## Estratto del documento
Punto primo: il disavanzo deve restare al 3% sul Pil, anzi qualche centesimo meno. Gli spazi di manovra che l’Unione europea ha concesso al governo italiano hanno questo limite invalicabile. Dunque, guai a pensare che adesso sia possibile ridurre le tasse, aumentare le spese, sforare il deficit, aumentare il debito (che continua a crescere, soprattutto per colpa della recessione), come molti commenti improvvisati venuti dal mondo politico hanno lasciato credere. Va rimesso sui suoi binari il treno della speranza partito subito dopo l’annuncio che sarebbe stato possibile rinviare il pareggio del bilancio e aumentare le spese per investimento utilizzando le risorse dell’Ue. Tuttavia, non è vero che nulla cambia e non si può fare niente.
1) Non va sottovalutato il diverso atteggiamento dell’Unione. Bruxelles non dice più solo di tagliare, ma anche di investire. Si poteva ottenere di più? Forse, tuttavia non c’è bisogno di essere seguaci dell’economia comportamentale, disciplina oggi molto in voga, per capire che lo spirito del popolo può tirare un sospiro di sollievo, in altri termini che le aspettative possono cambiare in meglio. Di quanto?
2) Per raggiungere il pareggio strutturale (al netto degli interessi), il governo avrebbe dovuto togliere almeno un altro mezzo punto di Pil dal bilancio pubblico. Ma, secondo le stime della Banca d’Italia e dell’Ue, “in assenza di interventi si registrerebbe un progressivo deterioramento legato all’accelerazione della spesa”, tale da far riapparire un deficit strutturale nel 2015. Il rinvio, pur dentro il tetto del 3%, lascia a disposizione circa un punto di Pil. In sostanza, possiamo evitare un’altra stangata, sempre a condizione di tenere sotto controllo il rapporto tra entrate e uscite. E sempre che il rialzo dei tassi d’interesse (prevedibile se davvero la Federal Reserve comincia l’anno prossimo a stringere il rubinetto) non inneschi una nuova crisi da spread. In quel caso l’aggettivo “strutturale” diventa ininfluente, perché bisognerà comunque trovare le risorse per pagare un crescente servizio del debito.

## Obiettivo 1
Riporta il passo del brano sul disavanzo pubblico compreso tra "1) Non va sottovalutato" e "meglio. Di quanto?", estremi inclusi.

## Dati di lavoro
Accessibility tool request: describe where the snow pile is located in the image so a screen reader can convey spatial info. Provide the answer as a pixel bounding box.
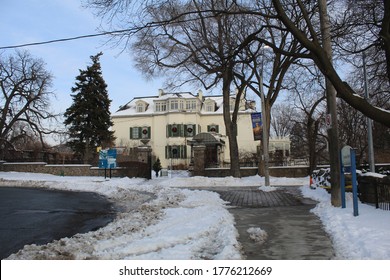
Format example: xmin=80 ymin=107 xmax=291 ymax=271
xmin=300 ymin=187 xmax=390 ymax=260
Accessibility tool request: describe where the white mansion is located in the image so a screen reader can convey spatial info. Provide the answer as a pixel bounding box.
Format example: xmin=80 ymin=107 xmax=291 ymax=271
xmin=112 ymin=90 xmax=290 ymax=168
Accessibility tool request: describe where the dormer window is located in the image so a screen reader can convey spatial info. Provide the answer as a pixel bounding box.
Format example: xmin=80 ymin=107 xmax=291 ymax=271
xmin=169 ymin=100 xmax=179 ymax=111
xmin=135 ymin=100 xmax=148 ymax=113
xmin=205 ymin=99 xmax=215 ymax=112
xmin=156 ymin=101 xmax=167 ymax=112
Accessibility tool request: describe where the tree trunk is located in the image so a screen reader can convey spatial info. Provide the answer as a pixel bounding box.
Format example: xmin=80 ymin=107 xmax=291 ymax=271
xmin=318 ymin=0 xmax=341 ymax=207
xmin=222 ymin=66 xmax=241 ymax=178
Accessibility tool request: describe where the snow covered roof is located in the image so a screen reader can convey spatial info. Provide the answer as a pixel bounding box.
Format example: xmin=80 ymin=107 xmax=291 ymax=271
xmin=112 ymin=90 xmax=253 ymax=117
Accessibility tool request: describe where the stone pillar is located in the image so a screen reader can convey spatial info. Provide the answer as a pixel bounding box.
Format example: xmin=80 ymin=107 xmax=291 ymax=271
xmin=192 ymin=145 xmax=206 ymax=176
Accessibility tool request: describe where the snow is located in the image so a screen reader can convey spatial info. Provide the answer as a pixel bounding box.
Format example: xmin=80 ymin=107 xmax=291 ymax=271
xmin=0 ymin=172 xmax=390 ymax=260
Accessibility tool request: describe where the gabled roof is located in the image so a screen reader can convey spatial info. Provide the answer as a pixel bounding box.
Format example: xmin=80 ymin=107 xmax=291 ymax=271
xmin=112 ymin=91 xmax=254 ymax=117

## Obiettivo 2
Riscrivi le righe dell'elenco dalla riga che contiene "Accessibility tool request: describe where the snow is" fino alla fine dell'elenco, estremi inclusi. Sostituisci "gabled roof" con "pitched roof" e lascia invariato tutto il resto.

## Risposta 1
1) Non va sottovalutato il diverso atteggiamento dell’Unione. Bruxelles non dice più solo di tagliare, ma anche di investire. Si poteva ottenere di più? Forse, tuttavia non c’è bisogno di essere seguaci dell’economia comportamentale, disciplina oggi molto in voga, per capire che lo spirito del popolo può tirare un sospiro di sollievo, in altri termini che le aspettative possono cambiare in meglio. Di quanto?

## Risposta 2
Accessibility tool request: describe where the snow is located in the image so a screen reader can convey spatial info. Provide the answer as a pixel bounding box.
Format example: xmin=80 ymin=107 xmax=291 ymax=271
xmin=0 ymin=172 xmax=390 ymax=260
Accessibility tool request: describe where the pitched roof is located in the image so a screen reader can convey spatial info. Provide the answer as a pixel bounding box.
Format example: xmin=80 ymin=107 xmax=291 ymax=271
xmin=112 ymin=91 xmax=254 ymax=117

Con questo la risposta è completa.